**TASKS TO PERFORM:**
(a) According to the essay on tip pooling, what percentage of card tips does the new TGI Fridays tronc scheme share among back-of-house staff?
(b) Carry on the essay on tip pooling from its final sentence, keeping its first-person voice and tone.

++++ PAGE EXCERPT ++++

MY black work trousers had a secret pocket. It was my first job, and I was helping in the kitchen and waiting tables at an ex-servicemen’s club. The shifts were long and the work was tiring, but I got cash in my hand at the end of the evening, which was magical.

I was 14, still at school, and trying to take the pressure off my mother, who was raising three girls alone, so I could do the things my friends were doing without being a burden.

The tips were pooled, clinking into a jar in the kitchen as servers arrived with bill plates. Weeks later, I learned they weren’t given back. The pot was used as a kitty to pay for staff nights out. Nights out I wasn’t invited to given my age. That’s when my mum got to work with an old sock and a needle, and I started taking a modest share.

As an adult, it doesn’t fill me with pride. It was dishonest, and it never felt right skimming the odd pound or 50p, however Robin Hood the intention. I needed the extra few pounds more than vodka and coke I’d need to wait years to collect on. From early evening until the club shut, I’d bus plates from the kitchen to tables and back again, secreting small change into the hidden sock and adding to the majority to the tip jar. I was convinced everyone knew, that they would hear the tell-tale clinking of the looting bag pressed against my hip and that I’d have to empty my sad little sock out before leaving in disgrace.

It took several more years of tired feet and trying (and failing) to pay my way through university to realise how tip pooling isn’t as fair as it seems. Kitchen staff, except for the porters, earned more and had greater security than the servers. Front of house contracts didn’t exist, shifts weren’t guaranteed, and wages were always scant, however fancy the restaurant. What I took home in tips could make the difference between eating fruit and veg, or living off 14p noodles and own-brand cornflakes for weeks at a time.

All these years later, it seems things have changed little for service staff – people who do long, tiring, often invisible work, people who rely on the generosity of customers to augment their measly earnings. TGI Fridays staff are striking over a new policy on tip redistribution, called a tronc scheme, that sees 40% of card tips shared out between the back-of-house staff. These schemes allow companies to use tips to top up earnings. On the surface, it seems fair but, in practice, it’s to get out of paying kitchen staff a decent wage. The changes will mean servers lose out on hundreds of pounds a month, while restaurants address wage disparity by dipping into staff earnings instead of their own pockets.

++++ DATASET ENTRIES ++++

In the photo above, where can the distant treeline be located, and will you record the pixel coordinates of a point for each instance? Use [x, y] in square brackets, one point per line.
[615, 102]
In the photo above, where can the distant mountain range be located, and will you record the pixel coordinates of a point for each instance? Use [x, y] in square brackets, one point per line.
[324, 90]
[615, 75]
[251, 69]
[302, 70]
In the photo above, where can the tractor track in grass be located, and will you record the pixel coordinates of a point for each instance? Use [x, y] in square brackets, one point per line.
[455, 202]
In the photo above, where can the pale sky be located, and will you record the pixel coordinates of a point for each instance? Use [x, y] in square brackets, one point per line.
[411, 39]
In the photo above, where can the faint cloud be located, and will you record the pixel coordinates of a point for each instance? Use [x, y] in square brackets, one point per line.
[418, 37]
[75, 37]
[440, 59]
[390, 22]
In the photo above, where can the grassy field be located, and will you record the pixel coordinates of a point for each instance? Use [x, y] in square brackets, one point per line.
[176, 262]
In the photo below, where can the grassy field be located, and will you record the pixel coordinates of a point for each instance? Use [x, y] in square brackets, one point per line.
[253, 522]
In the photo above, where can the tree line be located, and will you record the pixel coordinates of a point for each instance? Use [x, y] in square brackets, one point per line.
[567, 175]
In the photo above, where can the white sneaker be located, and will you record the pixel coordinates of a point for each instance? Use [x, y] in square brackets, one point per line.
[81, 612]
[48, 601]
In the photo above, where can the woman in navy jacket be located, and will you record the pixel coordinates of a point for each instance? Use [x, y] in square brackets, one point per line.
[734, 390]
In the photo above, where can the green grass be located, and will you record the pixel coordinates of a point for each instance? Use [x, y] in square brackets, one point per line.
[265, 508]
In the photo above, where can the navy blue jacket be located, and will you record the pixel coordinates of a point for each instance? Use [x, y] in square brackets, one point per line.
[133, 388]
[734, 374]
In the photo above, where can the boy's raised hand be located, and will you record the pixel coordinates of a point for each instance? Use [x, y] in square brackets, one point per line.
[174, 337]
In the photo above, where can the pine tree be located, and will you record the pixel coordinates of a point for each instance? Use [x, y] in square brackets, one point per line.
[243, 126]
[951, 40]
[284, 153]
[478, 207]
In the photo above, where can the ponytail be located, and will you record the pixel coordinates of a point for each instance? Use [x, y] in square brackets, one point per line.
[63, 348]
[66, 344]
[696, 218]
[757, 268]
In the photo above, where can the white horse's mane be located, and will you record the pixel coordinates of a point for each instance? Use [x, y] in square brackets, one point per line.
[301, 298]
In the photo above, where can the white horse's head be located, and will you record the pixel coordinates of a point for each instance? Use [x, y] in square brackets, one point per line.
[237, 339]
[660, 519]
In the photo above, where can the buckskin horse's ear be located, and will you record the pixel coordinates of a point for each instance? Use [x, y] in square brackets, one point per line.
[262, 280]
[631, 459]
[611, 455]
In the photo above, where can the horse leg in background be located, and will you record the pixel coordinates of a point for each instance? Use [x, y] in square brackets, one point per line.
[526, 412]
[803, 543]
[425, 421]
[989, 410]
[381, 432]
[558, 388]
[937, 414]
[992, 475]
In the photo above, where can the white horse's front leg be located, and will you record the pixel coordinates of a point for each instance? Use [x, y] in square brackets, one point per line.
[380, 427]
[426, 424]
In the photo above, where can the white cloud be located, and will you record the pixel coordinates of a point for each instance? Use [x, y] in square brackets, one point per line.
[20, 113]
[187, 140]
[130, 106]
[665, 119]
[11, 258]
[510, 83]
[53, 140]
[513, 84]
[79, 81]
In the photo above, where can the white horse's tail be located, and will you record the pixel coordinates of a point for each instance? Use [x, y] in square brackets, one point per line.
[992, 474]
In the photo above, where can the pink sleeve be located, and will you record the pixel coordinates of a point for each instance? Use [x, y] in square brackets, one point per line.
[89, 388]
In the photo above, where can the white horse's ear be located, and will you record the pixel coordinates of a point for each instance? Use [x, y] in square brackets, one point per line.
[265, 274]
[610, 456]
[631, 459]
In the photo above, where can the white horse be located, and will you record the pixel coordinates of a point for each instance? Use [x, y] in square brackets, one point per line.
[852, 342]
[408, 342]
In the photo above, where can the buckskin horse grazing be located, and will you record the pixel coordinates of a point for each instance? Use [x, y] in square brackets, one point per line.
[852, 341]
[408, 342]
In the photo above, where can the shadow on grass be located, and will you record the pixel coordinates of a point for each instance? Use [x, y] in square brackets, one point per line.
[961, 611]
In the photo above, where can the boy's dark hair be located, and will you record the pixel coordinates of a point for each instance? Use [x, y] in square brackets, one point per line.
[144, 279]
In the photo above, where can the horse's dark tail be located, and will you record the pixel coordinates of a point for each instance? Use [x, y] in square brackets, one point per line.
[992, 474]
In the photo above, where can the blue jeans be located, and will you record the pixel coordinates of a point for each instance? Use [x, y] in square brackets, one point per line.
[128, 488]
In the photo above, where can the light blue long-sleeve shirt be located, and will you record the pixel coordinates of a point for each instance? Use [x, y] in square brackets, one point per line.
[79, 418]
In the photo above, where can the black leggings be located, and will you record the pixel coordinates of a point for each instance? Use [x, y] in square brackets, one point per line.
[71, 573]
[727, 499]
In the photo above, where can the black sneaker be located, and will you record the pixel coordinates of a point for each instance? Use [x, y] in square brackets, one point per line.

++++

**OUTPUTS FOR THE TASKS:**
(a) 40% of card tips go to the back-of-house staff.

(b)
There’s little job security in hospitality as is, and taking a substantial bite out of tips contributes to the “working poor” epidemic, pushing people below the breadline even though they’re earning. In my time in restaurants staff were, for the most part, in the margins: single parents, immigrants, or others who had to find some way of living on limited means. Tips weren’t “fun money”: they covered travel expenses, or babysitters, course materials or comfortable shoes that wore out quickly. Without tips, you couldn’t do the work. It’s ludicrous that service staff are still paid so poorly for their work. Excellent service can make an evening, or save it all together. I’ve been fortunate enough that my job has given me the chance to eat in some incredible places. The ones that stick in my memory are the ones where the staff are passionate about where they work, and it shows in their service.

Take the other night, for example, when my fiance and I turned up at a swish restaurant out of town, only to realise we were a day earlier than I’d booked. We were left in our finery, red-faced and hungry when our names weren’t on the list. I was mortified.

A whisper into an ear, a bit of quick manoeuvring, and they made space for us in their busy dining room – and made us feel at ease about the imposition. There was always wine in our glasses and brioche on our side plates. It was a pleasure to tip them at the end of the evening. Without the waiting staff, we’d have been the best-dressed people in the chip shop on an early bus home. When you tip, you tip for the staff who make the evening. It’s a way of saying: “Thank you for looking after me.”

I’ve been dismayed on more than one occasion to learn from waiting staff that gratuities put on a card never make their way back to them. It’s either redistributed, or it’s pocketed by their employer.

It’s infuriating when you’ve had great service and can’t offer more than the symbolic gesture of inflating your card payment, knowing they’ll never get it. It’s especially maddening when you have the first-hand experience of the difference that small monetary thank you can mean to a person who isn’t paid properly for what they do.

Until the hospitality industry starts paying workers fairly, it’s fanciful to think changing the model will do immediate good. Restaurants are already stiffing staff. Taking tips too is a step too far.